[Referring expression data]
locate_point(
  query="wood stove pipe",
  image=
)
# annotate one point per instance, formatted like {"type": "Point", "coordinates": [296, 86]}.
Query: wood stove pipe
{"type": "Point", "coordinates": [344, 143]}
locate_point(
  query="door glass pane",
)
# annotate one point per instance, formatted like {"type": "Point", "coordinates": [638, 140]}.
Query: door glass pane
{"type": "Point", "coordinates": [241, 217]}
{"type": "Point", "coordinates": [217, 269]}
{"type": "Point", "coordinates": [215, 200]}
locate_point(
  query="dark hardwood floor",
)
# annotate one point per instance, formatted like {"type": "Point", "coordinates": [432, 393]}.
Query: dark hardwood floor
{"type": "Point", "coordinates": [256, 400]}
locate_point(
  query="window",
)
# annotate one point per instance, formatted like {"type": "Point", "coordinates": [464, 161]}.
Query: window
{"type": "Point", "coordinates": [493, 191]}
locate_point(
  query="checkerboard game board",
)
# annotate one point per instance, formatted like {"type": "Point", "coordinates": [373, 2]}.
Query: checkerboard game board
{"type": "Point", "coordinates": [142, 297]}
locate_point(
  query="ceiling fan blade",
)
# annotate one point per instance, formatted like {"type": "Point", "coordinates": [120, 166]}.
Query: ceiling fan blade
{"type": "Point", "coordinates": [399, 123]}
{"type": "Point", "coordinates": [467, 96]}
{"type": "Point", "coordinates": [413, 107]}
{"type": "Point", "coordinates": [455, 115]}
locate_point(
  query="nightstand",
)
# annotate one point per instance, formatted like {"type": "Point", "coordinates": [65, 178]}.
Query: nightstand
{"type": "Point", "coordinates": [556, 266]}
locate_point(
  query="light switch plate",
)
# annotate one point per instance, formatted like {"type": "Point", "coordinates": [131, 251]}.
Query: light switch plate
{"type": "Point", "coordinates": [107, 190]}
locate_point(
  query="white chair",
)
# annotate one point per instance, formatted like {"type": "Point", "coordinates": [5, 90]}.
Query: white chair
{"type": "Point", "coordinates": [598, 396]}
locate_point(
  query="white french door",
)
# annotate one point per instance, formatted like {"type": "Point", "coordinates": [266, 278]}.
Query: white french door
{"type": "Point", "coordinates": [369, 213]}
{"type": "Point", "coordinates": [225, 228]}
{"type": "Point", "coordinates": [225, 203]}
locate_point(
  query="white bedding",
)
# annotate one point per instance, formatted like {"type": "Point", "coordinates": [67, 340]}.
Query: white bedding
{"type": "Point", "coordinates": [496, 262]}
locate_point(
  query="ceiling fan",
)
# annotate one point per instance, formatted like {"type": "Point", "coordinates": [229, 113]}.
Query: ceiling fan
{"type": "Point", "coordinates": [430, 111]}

[Task brief]:
Write out, word for word, every line from the one containing "Query: white chair" through the last line of the records above.

[Expected answer]:
Query: white chair
{"type": "Point", "coordinates": [598, 396]}
locate_point(
  query="white french door",
)
# annotate one point per instance, formatted like {"type": "Point", "coordinates": [266, 278]}.
Query: white french door
{"type": "Point", "coordinates": [369, 213]}
{"type": "Point", "coordinates": [225, 228]}
{"type": "Point", "coordinates": [225, 203]}
locate_point(
  query="white bedding",
)
# annotate one point per instance, formatted like {"type": "Point", "coordinates": [67, 340]}.
Query: white bedding
{"type": "Point", "coordinates": [496, 262]}
locate_point(
  query="ceiling fan",
)
# annotate one point per instance, formatted like {"type": "Point", "coordinates": [229, 113]}.
Query: ceiling fan
{"type": "Point", "coordinates": [430, 111]}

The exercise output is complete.